start Information supplied

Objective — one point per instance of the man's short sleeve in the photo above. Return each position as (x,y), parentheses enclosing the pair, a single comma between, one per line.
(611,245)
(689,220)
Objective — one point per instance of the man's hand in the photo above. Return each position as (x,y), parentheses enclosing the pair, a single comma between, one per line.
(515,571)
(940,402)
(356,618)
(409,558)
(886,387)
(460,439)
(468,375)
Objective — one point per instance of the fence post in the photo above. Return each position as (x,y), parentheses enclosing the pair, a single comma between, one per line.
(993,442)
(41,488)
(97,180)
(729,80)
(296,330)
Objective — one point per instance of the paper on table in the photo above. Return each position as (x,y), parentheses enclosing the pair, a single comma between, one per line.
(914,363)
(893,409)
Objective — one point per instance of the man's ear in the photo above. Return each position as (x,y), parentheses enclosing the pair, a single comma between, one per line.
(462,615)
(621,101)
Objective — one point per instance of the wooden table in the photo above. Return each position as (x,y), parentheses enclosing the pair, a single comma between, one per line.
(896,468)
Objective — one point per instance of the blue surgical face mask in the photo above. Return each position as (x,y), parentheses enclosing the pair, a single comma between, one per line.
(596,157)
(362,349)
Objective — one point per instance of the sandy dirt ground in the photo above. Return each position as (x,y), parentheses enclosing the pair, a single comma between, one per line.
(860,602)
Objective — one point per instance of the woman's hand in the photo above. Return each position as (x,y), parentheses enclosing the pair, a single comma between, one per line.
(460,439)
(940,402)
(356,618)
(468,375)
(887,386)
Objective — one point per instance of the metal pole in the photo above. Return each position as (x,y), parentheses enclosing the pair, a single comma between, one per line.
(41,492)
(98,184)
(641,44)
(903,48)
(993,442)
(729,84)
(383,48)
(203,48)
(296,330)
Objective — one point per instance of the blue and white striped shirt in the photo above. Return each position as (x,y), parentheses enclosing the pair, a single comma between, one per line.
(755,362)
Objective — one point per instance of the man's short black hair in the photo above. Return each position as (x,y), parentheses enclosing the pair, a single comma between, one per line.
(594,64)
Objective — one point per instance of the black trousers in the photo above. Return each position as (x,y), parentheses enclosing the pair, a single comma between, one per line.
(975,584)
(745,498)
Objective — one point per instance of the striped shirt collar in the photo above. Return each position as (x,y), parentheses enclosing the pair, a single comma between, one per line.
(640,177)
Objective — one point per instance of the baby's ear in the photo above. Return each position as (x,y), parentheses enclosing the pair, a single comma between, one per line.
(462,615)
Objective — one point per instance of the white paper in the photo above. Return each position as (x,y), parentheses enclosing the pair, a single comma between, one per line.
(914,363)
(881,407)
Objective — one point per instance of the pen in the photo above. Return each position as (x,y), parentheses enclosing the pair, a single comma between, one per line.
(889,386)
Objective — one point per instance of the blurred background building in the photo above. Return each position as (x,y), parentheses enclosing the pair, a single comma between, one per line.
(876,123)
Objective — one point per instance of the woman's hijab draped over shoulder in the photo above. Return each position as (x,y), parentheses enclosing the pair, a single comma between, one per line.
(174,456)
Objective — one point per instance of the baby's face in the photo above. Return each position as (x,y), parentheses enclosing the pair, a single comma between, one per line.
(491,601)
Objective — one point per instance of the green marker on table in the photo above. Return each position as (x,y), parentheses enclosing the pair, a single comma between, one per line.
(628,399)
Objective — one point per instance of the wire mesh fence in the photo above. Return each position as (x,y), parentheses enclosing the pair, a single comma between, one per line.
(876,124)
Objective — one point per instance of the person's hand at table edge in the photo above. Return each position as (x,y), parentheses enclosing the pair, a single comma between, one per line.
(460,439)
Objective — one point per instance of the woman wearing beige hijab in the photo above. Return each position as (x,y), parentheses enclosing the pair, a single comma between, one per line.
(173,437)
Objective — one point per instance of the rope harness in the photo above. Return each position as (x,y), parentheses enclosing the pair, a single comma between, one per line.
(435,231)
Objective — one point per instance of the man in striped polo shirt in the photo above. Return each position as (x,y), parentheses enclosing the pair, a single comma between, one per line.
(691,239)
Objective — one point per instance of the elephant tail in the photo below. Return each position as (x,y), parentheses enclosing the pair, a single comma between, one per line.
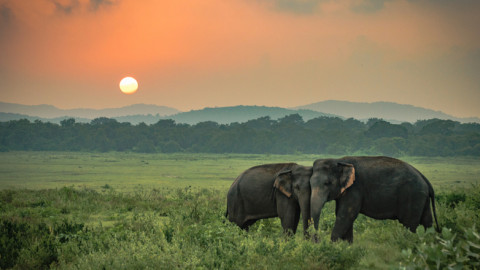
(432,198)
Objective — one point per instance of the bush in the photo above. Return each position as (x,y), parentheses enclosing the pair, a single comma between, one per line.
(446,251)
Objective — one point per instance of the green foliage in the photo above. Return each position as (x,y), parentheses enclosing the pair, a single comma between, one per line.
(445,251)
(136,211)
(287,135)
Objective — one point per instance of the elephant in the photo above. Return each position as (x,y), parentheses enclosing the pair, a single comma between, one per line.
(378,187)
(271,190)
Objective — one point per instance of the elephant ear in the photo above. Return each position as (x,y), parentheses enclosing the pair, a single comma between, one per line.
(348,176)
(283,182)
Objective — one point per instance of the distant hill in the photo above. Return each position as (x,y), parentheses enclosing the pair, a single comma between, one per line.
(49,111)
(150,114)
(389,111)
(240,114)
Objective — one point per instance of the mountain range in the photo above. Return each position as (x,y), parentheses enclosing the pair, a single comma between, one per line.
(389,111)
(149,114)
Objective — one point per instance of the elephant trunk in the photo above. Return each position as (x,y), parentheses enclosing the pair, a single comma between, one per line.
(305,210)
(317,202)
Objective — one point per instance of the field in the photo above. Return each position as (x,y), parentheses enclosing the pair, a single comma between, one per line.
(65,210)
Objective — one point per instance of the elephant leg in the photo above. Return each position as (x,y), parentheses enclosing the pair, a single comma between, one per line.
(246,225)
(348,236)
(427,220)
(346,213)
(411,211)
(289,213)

end Information supplied
start Information supplied

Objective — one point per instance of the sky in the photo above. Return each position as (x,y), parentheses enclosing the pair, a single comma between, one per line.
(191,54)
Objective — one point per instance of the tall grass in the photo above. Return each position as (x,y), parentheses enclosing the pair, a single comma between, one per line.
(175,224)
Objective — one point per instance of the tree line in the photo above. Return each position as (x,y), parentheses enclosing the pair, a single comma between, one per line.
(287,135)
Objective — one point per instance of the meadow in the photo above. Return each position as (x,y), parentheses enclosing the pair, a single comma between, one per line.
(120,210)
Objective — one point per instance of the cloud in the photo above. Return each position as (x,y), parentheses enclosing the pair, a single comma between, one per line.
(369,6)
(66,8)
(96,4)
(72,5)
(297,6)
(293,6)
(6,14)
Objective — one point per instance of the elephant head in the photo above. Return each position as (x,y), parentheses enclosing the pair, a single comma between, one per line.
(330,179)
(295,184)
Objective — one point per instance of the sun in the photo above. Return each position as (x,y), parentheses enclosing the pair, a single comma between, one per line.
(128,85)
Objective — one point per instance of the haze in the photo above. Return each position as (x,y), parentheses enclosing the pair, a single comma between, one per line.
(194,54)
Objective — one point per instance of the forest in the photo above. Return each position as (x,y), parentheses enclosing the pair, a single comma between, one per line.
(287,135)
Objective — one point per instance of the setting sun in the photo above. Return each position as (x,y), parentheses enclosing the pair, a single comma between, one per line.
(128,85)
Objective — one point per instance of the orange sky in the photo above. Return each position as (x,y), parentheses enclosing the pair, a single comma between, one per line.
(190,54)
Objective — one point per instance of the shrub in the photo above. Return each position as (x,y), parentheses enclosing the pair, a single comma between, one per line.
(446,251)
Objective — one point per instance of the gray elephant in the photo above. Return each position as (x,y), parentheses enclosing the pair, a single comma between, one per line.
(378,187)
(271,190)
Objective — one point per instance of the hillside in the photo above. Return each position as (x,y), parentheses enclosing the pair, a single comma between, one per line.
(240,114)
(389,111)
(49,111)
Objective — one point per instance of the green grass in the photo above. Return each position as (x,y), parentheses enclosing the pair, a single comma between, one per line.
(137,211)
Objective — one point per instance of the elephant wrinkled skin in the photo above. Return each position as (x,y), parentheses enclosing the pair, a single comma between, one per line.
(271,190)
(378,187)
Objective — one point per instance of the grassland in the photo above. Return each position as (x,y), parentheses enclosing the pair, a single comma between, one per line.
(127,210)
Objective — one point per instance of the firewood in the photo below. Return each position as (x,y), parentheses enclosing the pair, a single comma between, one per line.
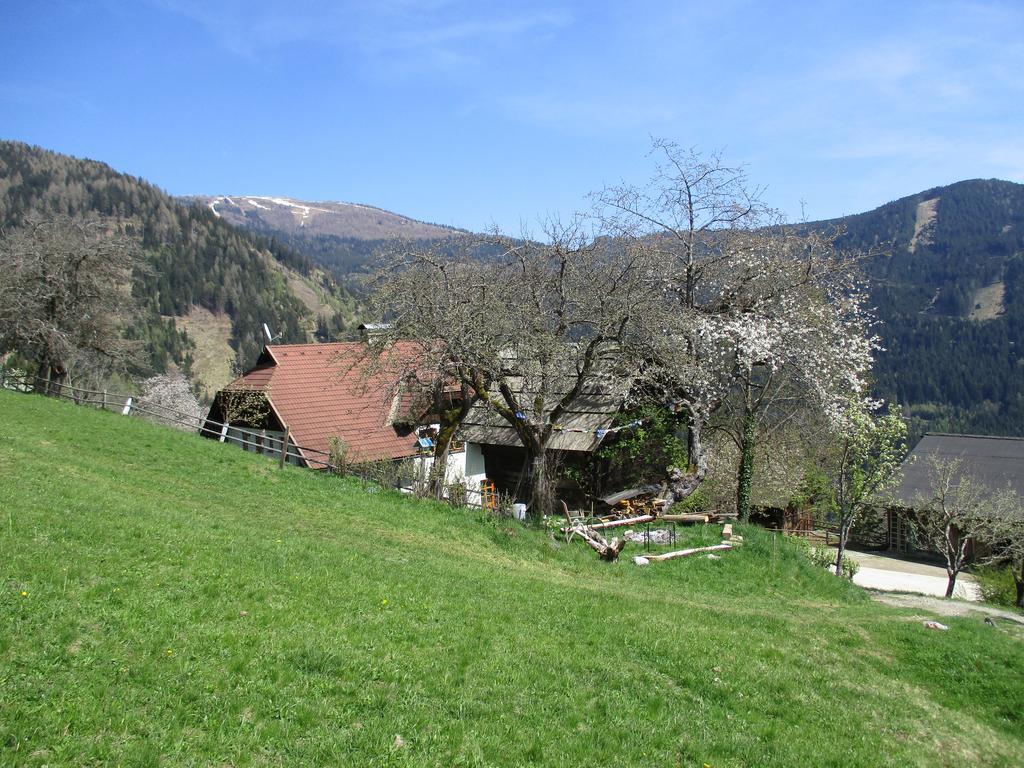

end Information supplied
start Information supplied

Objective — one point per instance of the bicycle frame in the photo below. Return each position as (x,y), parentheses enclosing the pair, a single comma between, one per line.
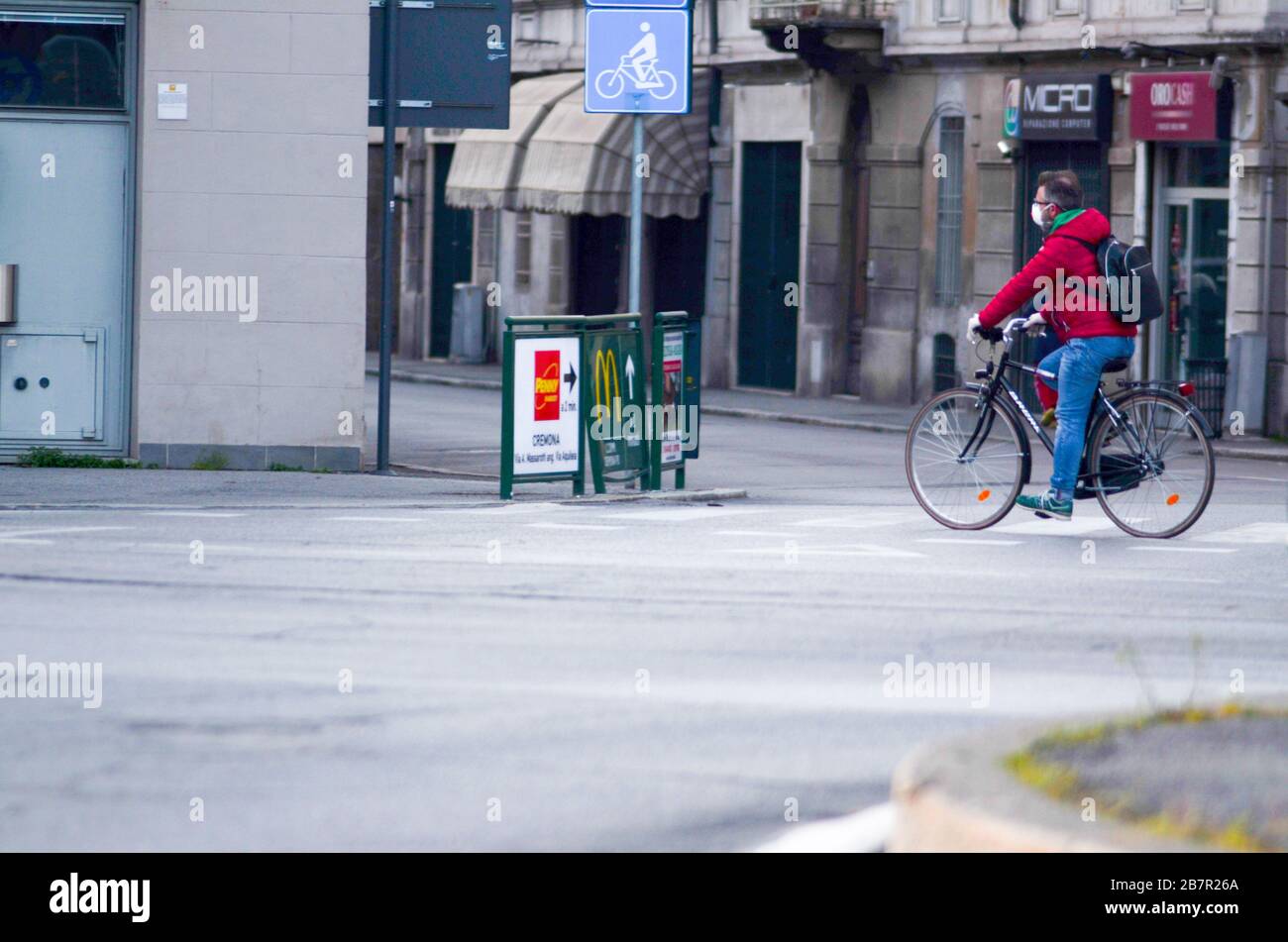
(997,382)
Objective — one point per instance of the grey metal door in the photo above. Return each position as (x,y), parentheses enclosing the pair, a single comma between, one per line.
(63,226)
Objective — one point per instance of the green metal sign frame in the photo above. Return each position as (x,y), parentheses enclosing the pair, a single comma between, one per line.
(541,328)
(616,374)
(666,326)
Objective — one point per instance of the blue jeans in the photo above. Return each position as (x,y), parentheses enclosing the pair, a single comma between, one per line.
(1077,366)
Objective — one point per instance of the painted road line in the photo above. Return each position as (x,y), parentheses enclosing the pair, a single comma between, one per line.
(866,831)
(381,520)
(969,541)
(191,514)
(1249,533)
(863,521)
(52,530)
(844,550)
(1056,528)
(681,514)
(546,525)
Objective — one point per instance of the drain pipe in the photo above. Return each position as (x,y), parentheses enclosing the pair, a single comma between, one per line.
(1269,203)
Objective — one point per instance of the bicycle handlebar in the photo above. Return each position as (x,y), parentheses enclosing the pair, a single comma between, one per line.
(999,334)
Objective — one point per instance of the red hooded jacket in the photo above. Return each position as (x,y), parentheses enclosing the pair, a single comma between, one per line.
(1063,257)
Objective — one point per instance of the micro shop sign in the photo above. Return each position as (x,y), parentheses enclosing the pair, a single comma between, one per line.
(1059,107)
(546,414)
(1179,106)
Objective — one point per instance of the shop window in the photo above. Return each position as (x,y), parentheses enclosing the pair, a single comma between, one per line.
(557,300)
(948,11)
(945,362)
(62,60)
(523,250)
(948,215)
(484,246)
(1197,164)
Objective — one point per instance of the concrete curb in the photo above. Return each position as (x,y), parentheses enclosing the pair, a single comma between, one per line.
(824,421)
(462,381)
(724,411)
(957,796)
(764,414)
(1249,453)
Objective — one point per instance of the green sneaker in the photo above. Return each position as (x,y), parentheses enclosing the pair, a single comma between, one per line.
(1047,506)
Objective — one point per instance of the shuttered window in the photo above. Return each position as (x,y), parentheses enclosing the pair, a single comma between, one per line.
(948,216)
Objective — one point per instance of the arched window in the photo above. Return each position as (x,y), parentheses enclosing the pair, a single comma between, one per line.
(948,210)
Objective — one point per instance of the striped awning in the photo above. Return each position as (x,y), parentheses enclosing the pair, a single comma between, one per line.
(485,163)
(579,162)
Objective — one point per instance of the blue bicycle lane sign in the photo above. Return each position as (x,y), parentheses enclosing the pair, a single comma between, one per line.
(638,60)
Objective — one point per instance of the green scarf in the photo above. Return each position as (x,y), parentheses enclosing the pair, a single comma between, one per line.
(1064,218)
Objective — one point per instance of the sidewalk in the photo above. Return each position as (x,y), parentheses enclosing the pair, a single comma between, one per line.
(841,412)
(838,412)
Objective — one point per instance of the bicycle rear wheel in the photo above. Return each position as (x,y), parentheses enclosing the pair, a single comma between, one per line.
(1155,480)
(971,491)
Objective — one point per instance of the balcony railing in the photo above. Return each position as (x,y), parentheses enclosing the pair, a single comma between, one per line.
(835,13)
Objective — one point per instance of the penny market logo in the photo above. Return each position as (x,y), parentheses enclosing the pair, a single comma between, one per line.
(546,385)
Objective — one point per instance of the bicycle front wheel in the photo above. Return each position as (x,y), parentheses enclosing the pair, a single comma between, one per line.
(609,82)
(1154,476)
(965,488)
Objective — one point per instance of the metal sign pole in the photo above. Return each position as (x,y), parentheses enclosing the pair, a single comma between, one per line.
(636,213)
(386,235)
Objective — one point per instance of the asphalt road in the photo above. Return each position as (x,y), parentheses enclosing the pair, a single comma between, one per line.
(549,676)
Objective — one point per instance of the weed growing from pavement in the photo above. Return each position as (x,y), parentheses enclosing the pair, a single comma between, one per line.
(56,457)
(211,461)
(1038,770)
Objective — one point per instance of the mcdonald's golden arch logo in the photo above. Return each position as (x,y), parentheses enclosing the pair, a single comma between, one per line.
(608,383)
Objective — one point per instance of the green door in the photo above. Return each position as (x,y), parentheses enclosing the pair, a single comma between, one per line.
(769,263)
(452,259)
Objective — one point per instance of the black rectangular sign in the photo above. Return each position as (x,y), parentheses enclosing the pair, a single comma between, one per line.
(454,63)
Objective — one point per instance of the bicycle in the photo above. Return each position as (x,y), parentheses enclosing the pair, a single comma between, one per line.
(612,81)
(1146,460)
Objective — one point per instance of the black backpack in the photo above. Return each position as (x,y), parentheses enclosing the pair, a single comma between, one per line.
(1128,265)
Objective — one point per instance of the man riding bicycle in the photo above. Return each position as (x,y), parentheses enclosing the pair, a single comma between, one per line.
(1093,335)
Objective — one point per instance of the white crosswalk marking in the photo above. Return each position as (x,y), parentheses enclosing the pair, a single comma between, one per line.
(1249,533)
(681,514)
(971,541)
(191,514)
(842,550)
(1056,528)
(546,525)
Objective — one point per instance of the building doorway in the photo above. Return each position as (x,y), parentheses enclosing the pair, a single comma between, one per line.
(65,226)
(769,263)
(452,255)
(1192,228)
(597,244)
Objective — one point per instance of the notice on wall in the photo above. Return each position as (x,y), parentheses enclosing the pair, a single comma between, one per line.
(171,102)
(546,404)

end Information supplied

Copy out every line of the entries above that contains the word "sign".

Objective — one point per instance of the green metal sign frame in the photo above. Return each position as (x,y), parentheses enclosing the pair, a single comma between, one per line.
Objective — one point per instance of the micro shop sign in the photo above. Return each position as (x,y), parentheses enclosing the pair, a single comma between, one per line.
Objective — one point per instance of the blue bicycle lane sign in the photo above. Return each position as (x,y), parentheses enclosing the pair, a single comma between, one per line.
Objective — one point per instance of the metal sign pole in the photo above. Return each position as (x,y), parentheses enclosing the pair, a single comma between, one per line.
Objective — one point per instance of the black rectangular sign in the photo above. Return each position as (x,y), parentheses enclosing the pair, a single comma between, one per line.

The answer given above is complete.